— BEGIN Records shown —

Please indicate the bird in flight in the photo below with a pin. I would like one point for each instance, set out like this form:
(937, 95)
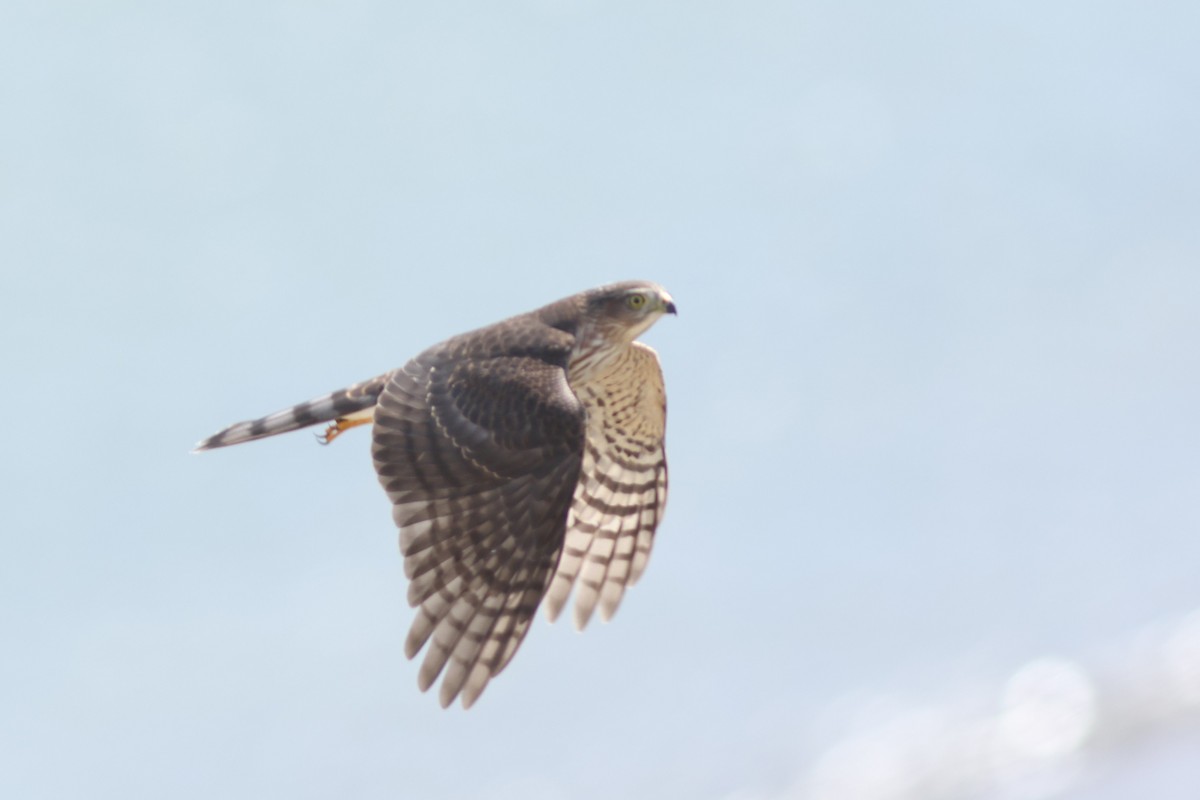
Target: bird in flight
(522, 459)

— END Records shown —
— BEGIN Records shown —

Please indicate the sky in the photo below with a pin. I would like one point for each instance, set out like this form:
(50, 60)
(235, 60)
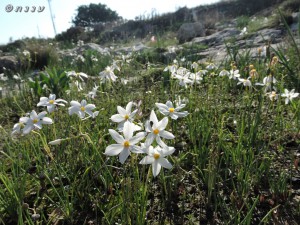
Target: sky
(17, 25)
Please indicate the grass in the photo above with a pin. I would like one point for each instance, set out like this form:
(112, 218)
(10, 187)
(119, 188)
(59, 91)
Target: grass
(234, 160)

— END Records shown —

• [Task statement]:
Pull out every line in the listing above that contains the word "below". Case counts, so uppercase and lowercase letters must match.

• [Solved exercise]:
Please indicate the bird in flight in the photo below with a pin. I would like one point for each instance, set out like this form:
Please indicate the sky in the photo below with a pin. I would like one point for each instance, set out like this form:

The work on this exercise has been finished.